# Exercise
Copy out the forum thread below about the Cerebras Wafer Scale Engine word for word, keeping every line intact.

# Document text
+++++

Cerebras' Wafer Scale Engine is the opposite of small and cheap. https://cerebra...

throwawaymaths · on Aug 27, 2024

That's totally nuts. How do they deal with the silicon warping around disabled cores or dark silicon? How long of hard running does it take before the chip gets fatally damaged and needs to be replaced in their system? Word on the street is that h100s fail surprisingly often, this can't be better

bigcat12345678 · on Aug 27, 2024

https://www.youtube.com/watch?v=7GV_OdqzmIU&t=1104s

This video from Cerebras perfectly explain how they solve the interconnect problem, and why their approach greatly reduces the risk of Blackwell-type hardware design challenges.

prng2021 · on Aug 27, 2024

Super informative video!

throwup238 · on Aug 27, 2024

The way it's mounted, there's unlikely to be warping: https://web.archive.org/web/20230812020202/https://www.youtu...

+++++

# Extracted records

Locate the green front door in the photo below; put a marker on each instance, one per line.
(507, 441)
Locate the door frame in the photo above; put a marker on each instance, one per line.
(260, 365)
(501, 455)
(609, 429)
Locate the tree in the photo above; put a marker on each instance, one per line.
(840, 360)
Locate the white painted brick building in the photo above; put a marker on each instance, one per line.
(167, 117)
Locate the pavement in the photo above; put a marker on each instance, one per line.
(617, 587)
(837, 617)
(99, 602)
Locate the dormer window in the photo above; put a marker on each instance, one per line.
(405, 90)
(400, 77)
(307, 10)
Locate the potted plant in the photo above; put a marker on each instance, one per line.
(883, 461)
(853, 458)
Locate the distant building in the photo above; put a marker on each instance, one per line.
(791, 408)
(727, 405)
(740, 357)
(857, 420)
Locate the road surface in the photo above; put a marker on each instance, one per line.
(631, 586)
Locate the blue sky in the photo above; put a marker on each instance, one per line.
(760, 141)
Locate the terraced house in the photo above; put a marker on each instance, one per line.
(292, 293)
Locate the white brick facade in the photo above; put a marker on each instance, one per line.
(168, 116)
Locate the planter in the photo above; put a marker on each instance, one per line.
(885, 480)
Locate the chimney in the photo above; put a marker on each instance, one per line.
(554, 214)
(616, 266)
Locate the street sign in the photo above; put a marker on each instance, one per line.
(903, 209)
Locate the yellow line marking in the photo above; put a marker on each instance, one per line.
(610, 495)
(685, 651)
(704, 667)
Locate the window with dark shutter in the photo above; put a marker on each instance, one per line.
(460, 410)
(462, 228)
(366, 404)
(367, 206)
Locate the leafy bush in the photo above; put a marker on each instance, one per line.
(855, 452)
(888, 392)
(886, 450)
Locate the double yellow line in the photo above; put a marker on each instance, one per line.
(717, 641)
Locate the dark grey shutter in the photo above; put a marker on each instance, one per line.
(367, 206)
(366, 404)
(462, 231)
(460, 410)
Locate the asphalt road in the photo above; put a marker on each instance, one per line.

+++++

# Solved exercise
Cerebras' Wafer Scale Engine is the opposite of small and cheap. https://cerebra...

throwawaymaths · on Aug 27, 2024

That's totally nuts. How do they deal with the silicon warping around disabled cores or dark silicon? How long of hard running does it take before the chip gets fatally damaged and needs to be replaced in their system? Word on the street is that h100s fail surprisingly often, this can't be better

bigcat12345678 · on Aug 27, 2024

https://www.youtube.com/watch?v=7GV_OdqzmIU&t=1104s

This video from Cerebras perfectly explain how they solve the interconnect problem, and why their approach greatly reduces the risk of Blackwell-type hardware design challenges.

prng2021 · on Aug 27, 2024

Super informative video!

throwup238 · on Aug 27, 2024

The way it's mounted, there's unlikely to be warping: https://web.archive.org/web/20230812020202/https://www.youtu...